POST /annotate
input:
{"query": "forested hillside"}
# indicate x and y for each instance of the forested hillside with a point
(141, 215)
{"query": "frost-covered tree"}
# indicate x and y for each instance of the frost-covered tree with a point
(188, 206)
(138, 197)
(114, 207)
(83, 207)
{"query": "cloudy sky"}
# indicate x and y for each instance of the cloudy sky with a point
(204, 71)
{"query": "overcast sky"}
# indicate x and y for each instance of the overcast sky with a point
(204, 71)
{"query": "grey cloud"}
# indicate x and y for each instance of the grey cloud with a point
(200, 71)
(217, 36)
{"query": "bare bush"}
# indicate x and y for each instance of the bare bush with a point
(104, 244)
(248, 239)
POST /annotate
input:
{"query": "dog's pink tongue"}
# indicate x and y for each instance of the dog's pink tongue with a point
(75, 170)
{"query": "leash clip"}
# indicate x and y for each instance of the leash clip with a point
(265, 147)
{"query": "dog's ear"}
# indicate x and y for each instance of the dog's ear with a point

=====

__WHAT NEEDS TO BE DONE__
Write out all the records above again, exactly as they stand.

__FULL ANSWER__
POST /annotate
input:
{"query": "forested hillside"}
# indicate x and y for each instance of the forested hillside with a point
(141, 215)
{"query": "frost-covered tree"}
# indicate x and y for each instance of the frost-covered tree with a point
(188, 206)
(138, 197)
(114, 207)
(83, 207)
{"query": "cloudy sky"}
# indicate x and y for each instance of the cloudy sky with a point
(204, 71)
{"query": "overcast sky"}
# indicate x and y for each instance of the overcast sky with a point
(204, 71)
{"query": "grey cloud"}
# indicate x and y for each instance of the grey cloud with a point
(200, 71)
(217, 36)
{"query": "bare bush"}
# indicate x and y for each instance of the bare bush with a point
(104, 244)
(248, 239)
POST /annotate
input:
{"query": "dog's pink tongue"}
# indicate x and y for each instance of the dog's pink tongue with a point
(75, 170)
{"query": "leash clip"}
# indicate x and y for each instance of the leash clip with a point
(265, 147)
{"query": "dog's ear"}
# indicate x and y for each instance of the dog's ear with a point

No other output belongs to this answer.